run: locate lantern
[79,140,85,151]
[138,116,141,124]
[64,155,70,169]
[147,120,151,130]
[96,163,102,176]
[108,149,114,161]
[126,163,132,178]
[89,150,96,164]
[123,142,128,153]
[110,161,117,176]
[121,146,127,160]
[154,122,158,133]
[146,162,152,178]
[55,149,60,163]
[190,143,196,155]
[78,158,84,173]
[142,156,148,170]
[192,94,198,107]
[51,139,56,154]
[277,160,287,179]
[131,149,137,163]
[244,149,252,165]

== Exercise ==
Return these lines unchanged, keeping every character as it appears.

== Response to the task ==
run: locate lantern
[79,140,85,151]
[138,116,141,124]
[64,155,70,169]
[147,120,151,130]
[96,163,102,176]
[108,149,114,161]
[126,163,132,178]
[89,150,96,164]
[123,142,128,153]
[110,161,117,176]
[121,146,127,160]
[154,122,158,133]
[146,162,152,178]
[55,149,60,163]
[190,143,196,155]
[78,158,84,173]
[142,156,148,170]
[192,94,198,107]
[51,139,56,154]
[277,160,287,179]
[131,149,137,163]
[244,149,252,165]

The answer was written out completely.